* **Exercise**: Pick out every line in the records below that contains the string "Target", and copy each one.

* **The input**:

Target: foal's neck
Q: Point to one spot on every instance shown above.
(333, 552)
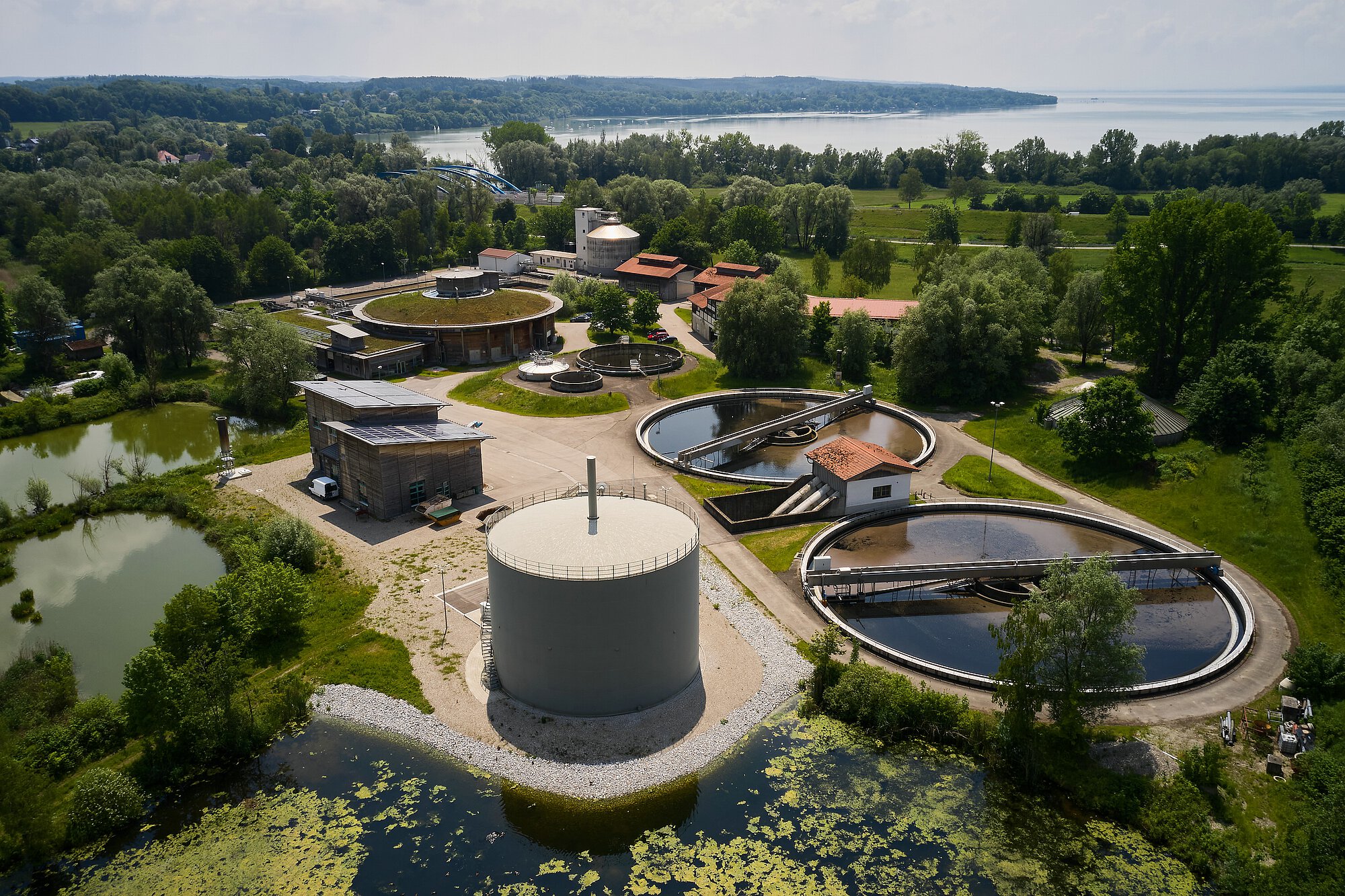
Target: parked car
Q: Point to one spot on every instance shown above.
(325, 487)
...
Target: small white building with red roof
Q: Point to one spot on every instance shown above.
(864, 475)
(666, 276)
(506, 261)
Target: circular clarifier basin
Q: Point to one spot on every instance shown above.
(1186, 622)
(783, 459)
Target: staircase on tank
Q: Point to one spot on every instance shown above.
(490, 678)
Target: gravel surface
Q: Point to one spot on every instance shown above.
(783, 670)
---
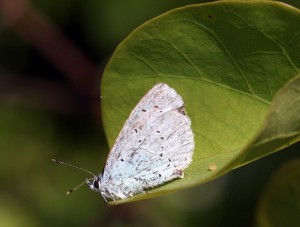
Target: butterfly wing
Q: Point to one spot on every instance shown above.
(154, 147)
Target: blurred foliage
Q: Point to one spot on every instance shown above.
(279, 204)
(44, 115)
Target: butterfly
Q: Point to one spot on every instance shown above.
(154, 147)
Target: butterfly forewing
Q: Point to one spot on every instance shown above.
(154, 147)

* **Full output**:
Target: foal's neck
Target: parked car
Target: small white building with red roof
Target: circular clarifier basin
Target: staircase on tank
Target: gravel surface
Target: butterfly wing
Target: blurred foliage
Target: butterfly
Target: butterfly forewing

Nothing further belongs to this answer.